** Opening Task input block **

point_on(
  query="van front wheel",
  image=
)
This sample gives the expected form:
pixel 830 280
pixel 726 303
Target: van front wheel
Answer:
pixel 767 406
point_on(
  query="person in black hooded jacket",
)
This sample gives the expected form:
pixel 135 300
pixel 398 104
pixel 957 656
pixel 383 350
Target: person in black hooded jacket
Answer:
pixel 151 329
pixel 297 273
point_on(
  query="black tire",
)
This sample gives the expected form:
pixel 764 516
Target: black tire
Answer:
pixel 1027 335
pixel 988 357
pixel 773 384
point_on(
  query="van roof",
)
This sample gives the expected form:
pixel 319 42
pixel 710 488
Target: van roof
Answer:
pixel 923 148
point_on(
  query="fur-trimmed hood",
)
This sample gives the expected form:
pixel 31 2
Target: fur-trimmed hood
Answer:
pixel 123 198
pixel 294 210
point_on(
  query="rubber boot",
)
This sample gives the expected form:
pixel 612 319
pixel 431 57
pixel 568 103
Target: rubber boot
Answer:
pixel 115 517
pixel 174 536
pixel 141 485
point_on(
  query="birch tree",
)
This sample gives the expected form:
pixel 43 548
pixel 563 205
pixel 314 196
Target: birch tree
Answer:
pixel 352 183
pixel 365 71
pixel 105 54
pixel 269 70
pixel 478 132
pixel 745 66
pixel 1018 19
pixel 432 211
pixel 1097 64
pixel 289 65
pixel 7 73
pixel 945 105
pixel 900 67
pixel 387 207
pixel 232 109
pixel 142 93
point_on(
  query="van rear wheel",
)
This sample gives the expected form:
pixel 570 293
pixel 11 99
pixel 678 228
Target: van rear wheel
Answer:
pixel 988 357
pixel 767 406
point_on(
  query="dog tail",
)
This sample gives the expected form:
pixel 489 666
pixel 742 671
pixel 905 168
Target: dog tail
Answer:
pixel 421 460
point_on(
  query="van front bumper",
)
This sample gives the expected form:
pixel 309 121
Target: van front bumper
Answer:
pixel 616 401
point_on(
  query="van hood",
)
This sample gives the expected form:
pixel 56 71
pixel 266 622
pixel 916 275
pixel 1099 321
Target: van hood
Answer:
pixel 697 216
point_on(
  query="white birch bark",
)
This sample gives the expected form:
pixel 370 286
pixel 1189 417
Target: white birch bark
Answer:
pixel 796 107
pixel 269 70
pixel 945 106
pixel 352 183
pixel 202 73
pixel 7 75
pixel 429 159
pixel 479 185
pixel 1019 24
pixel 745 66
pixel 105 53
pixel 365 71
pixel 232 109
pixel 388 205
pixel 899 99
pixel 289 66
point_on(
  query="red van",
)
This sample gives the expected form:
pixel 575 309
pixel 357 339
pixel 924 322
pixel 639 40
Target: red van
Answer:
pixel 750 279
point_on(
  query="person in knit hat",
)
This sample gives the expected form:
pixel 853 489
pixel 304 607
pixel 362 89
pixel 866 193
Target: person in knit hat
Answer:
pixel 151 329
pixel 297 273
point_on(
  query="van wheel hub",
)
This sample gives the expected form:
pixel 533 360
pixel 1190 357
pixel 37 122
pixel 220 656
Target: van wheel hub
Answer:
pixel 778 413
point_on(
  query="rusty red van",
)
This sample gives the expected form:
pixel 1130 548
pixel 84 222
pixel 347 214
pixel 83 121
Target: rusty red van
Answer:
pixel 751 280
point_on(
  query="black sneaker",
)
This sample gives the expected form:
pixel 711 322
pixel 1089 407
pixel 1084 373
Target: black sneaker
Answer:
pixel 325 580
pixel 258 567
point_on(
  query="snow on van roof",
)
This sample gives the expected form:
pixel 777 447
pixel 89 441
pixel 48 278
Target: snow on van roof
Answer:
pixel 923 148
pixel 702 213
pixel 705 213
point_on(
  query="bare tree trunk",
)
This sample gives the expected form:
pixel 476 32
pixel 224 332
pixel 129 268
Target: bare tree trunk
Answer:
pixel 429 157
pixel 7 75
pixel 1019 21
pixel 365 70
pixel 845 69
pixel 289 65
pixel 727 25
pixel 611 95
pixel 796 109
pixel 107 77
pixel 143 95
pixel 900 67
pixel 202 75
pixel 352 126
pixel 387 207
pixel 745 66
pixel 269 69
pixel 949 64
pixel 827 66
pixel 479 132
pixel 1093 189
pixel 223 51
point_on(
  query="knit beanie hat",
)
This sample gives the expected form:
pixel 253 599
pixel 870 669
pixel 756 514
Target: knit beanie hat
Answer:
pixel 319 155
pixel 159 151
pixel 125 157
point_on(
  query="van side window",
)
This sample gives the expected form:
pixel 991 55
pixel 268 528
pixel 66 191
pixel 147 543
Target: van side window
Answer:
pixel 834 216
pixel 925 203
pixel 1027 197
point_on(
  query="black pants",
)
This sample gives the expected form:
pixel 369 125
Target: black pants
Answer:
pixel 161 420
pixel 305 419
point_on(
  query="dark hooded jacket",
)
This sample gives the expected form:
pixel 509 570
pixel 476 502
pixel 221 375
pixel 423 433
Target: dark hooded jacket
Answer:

** Closing Task input block **

Please print each entry once more, exactly as it reads.

■ Problem solution ■
point_on(
  query="van front wheel",
  image=
)
This sample gives the expected form:
pixel 830 280
pixel 726 303
Target: van front wheel
Answer:
pixel 767 406
point_on(
  query="person in black hooded jacket",
)
This sample gives the expected form:
pixel 135 300
pixel 398 104
pixel 957 656
pixel 383 350
Target: person in black hooded jacket
Answer:
pixel 151 329
pixel 297 273
point_on(
  query="black tire",
)
This sample gives the expected form:
pixel 764 516
Target: black tire
Answer:
pixel 1027 335
pixel 988 357
pixel 773 384
point_on(
  query="van roof",
)
This sample gives the expected form:
pixel 319 42
pixel 710 488
Target: van roof
Answer:
pixel 923 148
point_on(
  query="fur-trimmed hood",
)
This sample gives the expected form:
pixel 31 2
Target: fur-trimmed hood
Answer:
pixel 123 198
pixel 294 210
point_on(
  query="rubber boot",
)
This sample gives the expected form:
pixel 612 319
pixel 431 57
pixel 568 103
Target: rubber boot
Answer:
pixel 115 517
pixel 174 536
pixel 141 485
point_on(
  query="birch tree",
)
This sample gives the expected form:
pixel 43 548
pixel 563 205
pixel 314 196
Target: birch tree
Answer:
pixel 352 183
pixel 365 71
pixel 105 54
pixel 269 70
pixel 478 132
pixel 745 66
pixel 1018 19
pixel 432 211
pixel 1097 64
pixel 289 65
pixel 7 73
pixel 945 105
pixel 900 67
pixel 387 207
pixel 232 109
pixel 142 93
point_on(
  query="van rear wheel",
)
This sample gives the expected form:
pixel 570 293
pixel 11 99
pixel 678 228
Target: van rear wheel
Answer:
pixel 988 357
pixel 767 406
point_on(
  query="dog tail",
)
This sample gives the expected form:
pixel 489 666
pixel 742 671
pixel 905 168
Target: dog tail
Answer:
pixel 421 460
point_on(
  query="van front bumper",
)
This sample gives the expected form:
pixel 309 121
Target: van front bumper
Answer:
pixel 616 401
point_on(
  query="van hood",
)
This sample gives the expected form:
pixel 56 71
pixel 266 622
pixel 916 275
pixel 1099 321
Target: van hood
Answer:
pixel 697 216
point_on(
  query="white birch bark",
)
This sample gives the expected form:
pixel 370 286
pixel 1189 417
Target: white birch bark
Answer:
pixel 796 107
pixel 269 70
pixel 945 106
pixel 352 183
pixel 202 73
pixel 7 75
pixel 429 159
pixel 479 185
pixel 1019 24
pixel 745 66
pixel 105 53
pixel 365 71
pixel 232 109
pixel 388 205
pixel 899 99
pixel 289 66
point_on(
  query="red van",
)
This sample gives the expected form:
pixel 575 309
pixel 357 339
pixel 924 322
pixel 639 40
Target: red van
Answer:
pixel 750 279
point_on(
  query="person in knit hat",
)
This sample gives the expected form:
pixel 853 489
pixel 304 607
pixel 362 89
pixel 866 193
Target: person in knit hat
Answer:
pixel 151 329
pixel 297 273
point_on(
  query="van wheel hub",
)
This sample gives the expected form:
pixel 533 360
pixel 1190 357
pixel 37 122
pixel 220 656
Target: van wheel hub
Answer:
pixel 778 413
point_on(
  query="rusty red van",
)
This sample gives the expected form:
pixel 1130 548
pixel 84 222
pixel 347 214
pixel 83 121
Target: rusty red van
Answer:
pixel 751 280
point_on(
  query="black sneaker",
)
This sample gives the expected form:
pixel 711 322
pixel 1089 407
pixel 1084 373
Target: black sneaker
Answer:
pixel 325 580
pixel 258 567
point_on(
  query="snow on van roof",
)
This sample gives the expected form:
pixel 777 447
pixel 89 441
pixel 48 278
Target: snow on van roof
Answer:
pixel 923 148
pixel 702 213
pixel 705 213
point_on(
  query="bare tree trunk",
)
This sample gives the expected form:
pixel 476 32
pixel 224 332
pixel 129 268
Target: bare tree trunk
Answer:
pixel 429 157
pixel 7 75
pixel 1019 21
pixel 365 70
pixel 845 69
pixel 289 65
pixel 727 25
pixel 611 95
pixel 796 109
pixel 107 77
pixel 143 95
pixel 900 67
pixel 202 75
pixel 352 126
pixel 387 207
pixel 745 66
pixel 269 69
pixel 949 64
pixel 827 66
pixel 479 132
pixel 1093 189
pixel 223 51
point_on(
  query="knit beanie hat",
)
This sample gives the expected form:
pixel 253 599
pixel 870 669
pixel 756 514
Target: knit beanie hat
Answer:
pixel 319 155
pixel 159 151
pixel 125 157
point_on(
  query="van side window",
)
This sample gives the expected form:
pixel 991 55
pixel 268 528
pixel 66 191
pixel 147 543
Target: van side window
Answer:
pixel 834 216
pixel 925 203
pixel 1027 197
point_on(
  query="black pants",
)
This sample gives the expected form:
pixel 369 125
Target: black pants
Answer:
pixel 161 420
pixel 305 419
point_on(
  query="dark hooded jacket",
)
This sample gives the expected form:
pixel 509 570
pixel 476 502
pixel 221 375
pixel 423 433
Target: dark hooded jacket
Answer:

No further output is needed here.